+++ SOURCE EXTRACT +++
Indeed, the families who sued Jones alleged a campaign of harassment and an invasion of privacy, in addition to defamation. Taken together, it was a lawsuit alleging the harms brought on by these conspiracy theories.
"To me, the law of defamation is not suited to deal with an inaccurate portrayal with inaccurate facts or argument," Sookman adds. But that doesn't mean there can't be a civil remedy specifically for this kind of extreme disinformation.
"If I had to give you an analogy to where we are: There was a time when privacy interests were generally not protected under the law," he says. "You had to try and fit privacy causes of action into other causes of action torts."
Today, courts in Canada are slowly recognizing invasion of privacy as a tort.
Figuring out how such a tort should be designed is tricky. "Modern torts are generally formulated as a cause of action that an individual can bring, where an individual is being harmed," Sookman says. "Whereas what you have here is harms that are occurring very broadly across members of the public that are being deceived or misled."
The Sandy Hook case is perhaps the perfect example of how that society-wide misinformation could be connected to specific, individualized harms.
Companies who serve — and in some cases, promote — this kind of misinformation could be captured by this hypothetical tort, he says.
"It's kind of like the causes of action against the cigarette companies," Sookman says.
+++ INFORMATION PROVIDED +++
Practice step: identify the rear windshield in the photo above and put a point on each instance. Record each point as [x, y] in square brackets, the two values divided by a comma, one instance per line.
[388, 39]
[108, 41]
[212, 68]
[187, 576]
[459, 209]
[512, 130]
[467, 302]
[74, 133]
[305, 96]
+++
● **REQUIREMENT 1**
In the disinformation passage, what did the families who sued Jones allege in addition to defamation?
● **REQUIREMENT 2**
Using the disinformation passage, explain why Sookman finds it tricky to design a tort for extreme disinformation.

● **RESPONSE AREA 1**
A campaign of harassment and an invasion of privacy.

● **RESPONSE AREA 2**
Modern torts are usually set up as a cause of action that an individual brings when that individual is harmed. With disinformation, the harms happen very broadly across members of the public who are being deceived or misled.